**Your assignment**
Search the records below for the word "sunlit", then return every line where it appears.

#### Data provided

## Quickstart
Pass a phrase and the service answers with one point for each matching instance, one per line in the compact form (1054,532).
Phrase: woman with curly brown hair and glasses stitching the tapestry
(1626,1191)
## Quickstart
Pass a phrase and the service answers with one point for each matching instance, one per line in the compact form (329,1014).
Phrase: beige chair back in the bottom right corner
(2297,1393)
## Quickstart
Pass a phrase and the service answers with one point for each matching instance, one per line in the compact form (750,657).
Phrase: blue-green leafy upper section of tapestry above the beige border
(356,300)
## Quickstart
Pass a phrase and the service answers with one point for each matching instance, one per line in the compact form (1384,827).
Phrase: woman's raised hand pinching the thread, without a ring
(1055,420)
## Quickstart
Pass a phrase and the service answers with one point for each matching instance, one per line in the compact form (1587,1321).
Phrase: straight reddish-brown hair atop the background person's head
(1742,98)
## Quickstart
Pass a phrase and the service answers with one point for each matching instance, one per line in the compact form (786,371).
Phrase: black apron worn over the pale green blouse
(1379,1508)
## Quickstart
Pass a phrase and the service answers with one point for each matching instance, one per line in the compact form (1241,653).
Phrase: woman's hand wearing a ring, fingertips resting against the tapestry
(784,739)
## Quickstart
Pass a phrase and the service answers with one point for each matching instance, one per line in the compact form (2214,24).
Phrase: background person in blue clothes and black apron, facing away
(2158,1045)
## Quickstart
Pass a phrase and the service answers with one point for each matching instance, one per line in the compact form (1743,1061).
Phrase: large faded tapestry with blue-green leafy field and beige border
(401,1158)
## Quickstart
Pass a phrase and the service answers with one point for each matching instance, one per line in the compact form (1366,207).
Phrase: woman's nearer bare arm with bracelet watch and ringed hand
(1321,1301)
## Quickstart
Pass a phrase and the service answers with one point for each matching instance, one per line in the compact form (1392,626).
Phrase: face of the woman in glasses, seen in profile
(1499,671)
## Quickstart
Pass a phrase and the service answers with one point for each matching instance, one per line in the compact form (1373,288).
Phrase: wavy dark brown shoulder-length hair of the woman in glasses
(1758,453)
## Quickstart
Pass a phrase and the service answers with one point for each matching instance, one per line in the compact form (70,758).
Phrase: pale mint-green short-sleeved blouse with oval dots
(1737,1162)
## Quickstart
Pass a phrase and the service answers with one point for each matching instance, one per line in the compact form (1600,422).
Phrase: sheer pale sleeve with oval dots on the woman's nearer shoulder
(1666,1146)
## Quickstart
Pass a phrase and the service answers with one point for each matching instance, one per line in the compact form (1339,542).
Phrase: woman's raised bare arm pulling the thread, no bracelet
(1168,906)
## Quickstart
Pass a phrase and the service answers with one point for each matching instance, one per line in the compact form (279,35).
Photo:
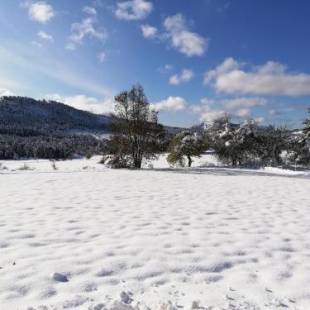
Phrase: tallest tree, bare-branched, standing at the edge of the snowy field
(136,132)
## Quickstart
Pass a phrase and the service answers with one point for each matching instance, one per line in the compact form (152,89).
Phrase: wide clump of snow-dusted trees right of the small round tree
(250,144)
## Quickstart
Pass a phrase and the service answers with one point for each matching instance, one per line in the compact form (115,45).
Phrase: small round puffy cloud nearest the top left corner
(40,11)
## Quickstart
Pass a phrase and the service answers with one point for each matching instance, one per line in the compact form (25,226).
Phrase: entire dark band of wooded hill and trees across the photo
(34,129)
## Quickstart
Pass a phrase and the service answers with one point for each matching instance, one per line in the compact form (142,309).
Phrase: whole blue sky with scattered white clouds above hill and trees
(196,59)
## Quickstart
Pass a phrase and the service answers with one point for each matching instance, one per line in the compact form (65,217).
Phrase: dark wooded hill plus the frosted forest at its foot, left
(46,129)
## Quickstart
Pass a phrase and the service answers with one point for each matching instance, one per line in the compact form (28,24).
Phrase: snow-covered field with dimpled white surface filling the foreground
(81,236)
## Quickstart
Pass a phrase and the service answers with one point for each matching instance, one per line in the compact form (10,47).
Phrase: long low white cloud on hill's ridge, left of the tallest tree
(85,103)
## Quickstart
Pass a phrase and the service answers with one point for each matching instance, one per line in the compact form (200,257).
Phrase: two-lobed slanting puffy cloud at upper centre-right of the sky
(187,42)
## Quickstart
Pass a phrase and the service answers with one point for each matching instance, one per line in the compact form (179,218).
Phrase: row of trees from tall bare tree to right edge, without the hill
(138,136)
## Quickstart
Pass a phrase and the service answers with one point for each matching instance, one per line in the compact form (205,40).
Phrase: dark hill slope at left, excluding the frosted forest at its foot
(27,116)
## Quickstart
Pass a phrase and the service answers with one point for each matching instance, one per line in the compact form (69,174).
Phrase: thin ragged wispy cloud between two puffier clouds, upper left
(86,28)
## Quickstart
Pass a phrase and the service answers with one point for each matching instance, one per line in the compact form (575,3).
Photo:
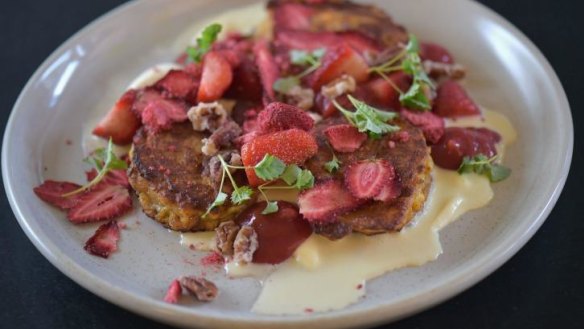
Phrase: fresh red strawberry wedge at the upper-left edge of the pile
(119,124)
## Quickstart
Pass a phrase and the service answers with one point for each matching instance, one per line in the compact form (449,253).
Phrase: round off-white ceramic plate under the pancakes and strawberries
(507,74)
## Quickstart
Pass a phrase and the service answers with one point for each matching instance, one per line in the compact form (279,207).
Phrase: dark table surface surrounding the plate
(540,287)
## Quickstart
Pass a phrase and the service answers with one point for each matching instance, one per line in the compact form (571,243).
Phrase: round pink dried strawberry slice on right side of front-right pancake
(367,179)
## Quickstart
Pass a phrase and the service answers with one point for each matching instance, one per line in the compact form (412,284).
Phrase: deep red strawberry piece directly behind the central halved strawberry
(279,116)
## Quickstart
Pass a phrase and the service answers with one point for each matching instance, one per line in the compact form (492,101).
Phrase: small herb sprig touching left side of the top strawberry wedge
(301,58)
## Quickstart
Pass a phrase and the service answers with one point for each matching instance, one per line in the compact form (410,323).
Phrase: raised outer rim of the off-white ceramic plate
(457,282)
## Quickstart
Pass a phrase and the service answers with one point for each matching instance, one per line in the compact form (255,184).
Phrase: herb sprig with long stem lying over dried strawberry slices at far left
(104,160)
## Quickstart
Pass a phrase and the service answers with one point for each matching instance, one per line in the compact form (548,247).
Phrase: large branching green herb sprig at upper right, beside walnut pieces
(408,61)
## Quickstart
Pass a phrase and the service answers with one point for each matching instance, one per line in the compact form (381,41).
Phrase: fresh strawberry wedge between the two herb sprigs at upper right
(336,62)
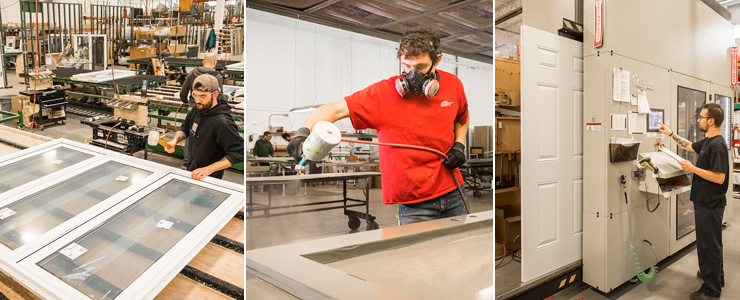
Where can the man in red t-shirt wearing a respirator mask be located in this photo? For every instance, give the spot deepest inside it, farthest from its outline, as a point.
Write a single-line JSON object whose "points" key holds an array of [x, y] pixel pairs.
{"points": [[423, 107]]}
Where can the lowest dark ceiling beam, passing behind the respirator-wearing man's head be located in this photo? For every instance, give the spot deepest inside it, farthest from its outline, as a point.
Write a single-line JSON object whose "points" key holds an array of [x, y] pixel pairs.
{"points": [[297, 14]]}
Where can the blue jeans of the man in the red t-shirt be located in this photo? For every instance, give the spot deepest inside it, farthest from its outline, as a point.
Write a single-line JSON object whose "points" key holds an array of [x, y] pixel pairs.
{"points": [[445, 206]]}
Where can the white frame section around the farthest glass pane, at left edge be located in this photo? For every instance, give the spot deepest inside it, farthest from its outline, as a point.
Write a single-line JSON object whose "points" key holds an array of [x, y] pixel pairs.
{"points": [[38, 150]]}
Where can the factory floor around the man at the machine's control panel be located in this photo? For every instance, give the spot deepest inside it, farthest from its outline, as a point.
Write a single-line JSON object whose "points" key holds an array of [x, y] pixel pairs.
{"points": [[676, 277]]}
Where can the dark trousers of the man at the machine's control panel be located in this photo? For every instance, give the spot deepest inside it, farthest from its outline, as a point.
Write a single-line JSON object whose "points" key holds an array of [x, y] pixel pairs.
{"points": [[709, 248]]}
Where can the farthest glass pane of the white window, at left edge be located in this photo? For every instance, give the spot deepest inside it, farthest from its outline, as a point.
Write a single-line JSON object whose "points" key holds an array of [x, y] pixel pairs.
{"points": [[37, 166]]}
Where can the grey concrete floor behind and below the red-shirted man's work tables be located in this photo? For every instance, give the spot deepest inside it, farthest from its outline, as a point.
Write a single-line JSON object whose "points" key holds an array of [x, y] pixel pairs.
{"points": [[279, 230]]}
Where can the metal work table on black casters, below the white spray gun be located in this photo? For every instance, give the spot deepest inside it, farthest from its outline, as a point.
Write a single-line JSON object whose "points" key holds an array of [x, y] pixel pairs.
{"points": [[354, 216]]}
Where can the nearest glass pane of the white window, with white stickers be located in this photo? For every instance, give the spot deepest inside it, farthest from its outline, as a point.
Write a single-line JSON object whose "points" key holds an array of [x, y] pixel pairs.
{"points": [[124, 247]]}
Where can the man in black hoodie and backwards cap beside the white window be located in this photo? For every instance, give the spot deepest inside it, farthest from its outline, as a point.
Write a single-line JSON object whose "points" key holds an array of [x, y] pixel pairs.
{"points": [[213, 138]]}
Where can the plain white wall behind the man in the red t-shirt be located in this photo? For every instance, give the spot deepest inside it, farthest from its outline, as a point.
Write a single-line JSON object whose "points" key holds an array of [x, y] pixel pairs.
{"points": [[293, 63]]}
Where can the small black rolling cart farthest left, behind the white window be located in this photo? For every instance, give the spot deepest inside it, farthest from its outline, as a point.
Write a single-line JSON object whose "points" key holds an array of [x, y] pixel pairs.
{"points": [[52, 106]]}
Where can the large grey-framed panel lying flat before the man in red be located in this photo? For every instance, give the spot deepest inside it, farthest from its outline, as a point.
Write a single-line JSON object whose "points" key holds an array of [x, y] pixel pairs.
{"points": [[391, 263]]}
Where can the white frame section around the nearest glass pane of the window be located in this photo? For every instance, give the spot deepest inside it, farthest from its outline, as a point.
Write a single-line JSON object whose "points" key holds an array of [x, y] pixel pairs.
{"points": [[160, 273]]}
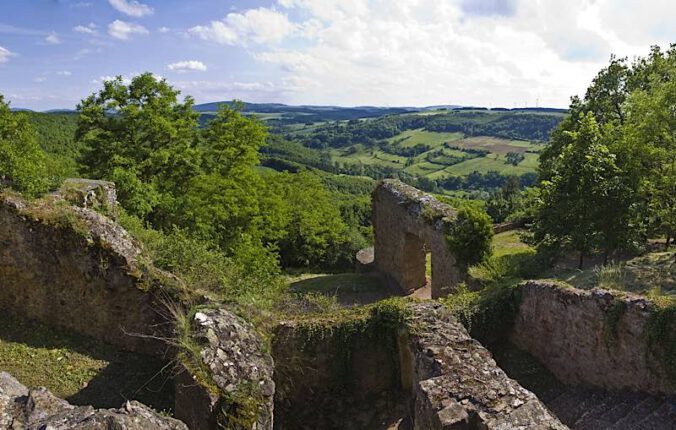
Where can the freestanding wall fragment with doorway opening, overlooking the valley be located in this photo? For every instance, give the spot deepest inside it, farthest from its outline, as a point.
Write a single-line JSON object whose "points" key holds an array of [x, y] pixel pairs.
{"points": [[407, 224]]}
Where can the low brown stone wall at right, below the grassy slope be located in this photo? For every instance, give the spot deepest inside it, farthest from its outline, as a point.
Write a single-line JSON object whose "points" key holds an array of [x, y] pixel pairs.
{"points": [[590, 337]]}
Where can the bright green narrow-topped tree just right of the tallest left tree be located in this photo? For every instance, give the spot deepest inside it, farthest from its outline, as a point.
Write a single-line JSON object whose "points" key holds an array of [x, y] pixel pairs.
{"points": [[225, 201]]}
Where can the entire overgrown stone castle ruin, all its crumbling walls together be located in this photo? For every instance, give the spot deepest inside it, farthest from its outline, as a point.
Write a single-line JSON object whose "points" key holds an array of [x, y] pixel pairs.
{"points": [[395, 364]]}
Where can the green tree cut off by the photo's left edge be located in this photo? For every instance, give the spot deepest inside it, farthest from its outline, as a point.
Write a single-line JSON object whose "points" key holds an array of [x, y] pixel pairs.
{"points": [[22, 162]]}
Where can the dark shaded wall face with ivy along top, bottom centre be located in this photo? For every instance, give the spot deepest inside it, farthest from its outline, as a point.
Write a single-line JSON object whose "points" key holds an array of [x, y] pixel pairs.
{"points": [[331, 377]]}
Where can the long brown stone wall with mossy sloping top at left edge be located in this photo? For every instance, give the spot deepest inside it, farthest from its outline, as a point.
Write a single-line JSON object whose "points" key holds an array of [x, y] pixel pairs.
{"points": [[74, 268]]}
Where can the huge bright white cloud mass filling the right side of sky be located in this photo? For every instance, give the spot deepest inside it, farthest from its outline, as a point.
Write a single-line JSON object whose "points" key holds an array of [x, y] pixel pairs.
{"points": [[412, 52]]}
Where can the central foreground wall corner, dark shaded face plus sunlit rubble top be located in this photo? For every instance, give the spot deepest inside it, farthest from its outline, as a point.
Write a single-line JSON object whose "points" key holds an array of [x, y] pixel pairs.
{"points": [[444, 379]]}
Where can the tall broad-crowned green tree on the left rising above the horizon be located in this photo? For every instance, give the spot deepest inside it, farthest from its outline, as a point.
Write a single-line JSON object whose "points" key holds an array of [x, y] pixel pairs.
{"points": [[143, 138]]}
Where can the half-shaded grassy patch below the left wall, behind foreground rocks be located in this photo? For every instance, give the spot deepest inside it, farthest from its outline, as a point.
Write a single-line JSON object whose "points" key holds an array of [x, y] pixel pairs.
{"points": [[82, 370]]}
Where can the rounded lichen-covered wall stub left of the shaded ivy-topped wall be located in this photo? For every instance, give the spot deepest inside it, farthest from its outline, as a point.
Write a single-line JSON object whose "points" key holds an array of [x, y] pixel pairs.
{"points": [[242, 393]]}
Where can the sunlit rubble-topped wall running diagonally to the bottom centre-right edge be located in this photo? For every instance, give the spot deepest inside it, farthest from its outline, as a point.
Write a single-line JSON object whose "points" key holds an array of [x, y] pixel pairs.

########

**Reply**
Where can the central foreground wall corner, dark shaded face plus sunlit rubble top be located in this photo? For every instance, give the spot deepest inside it, farthest from its outline, as a point.
Where can the sunlit rubble-topped wall running diagonally to the bottom centre-right edge be located in this photo? For every instance, give the spot deepest inside it, farthest from its outline, as a point.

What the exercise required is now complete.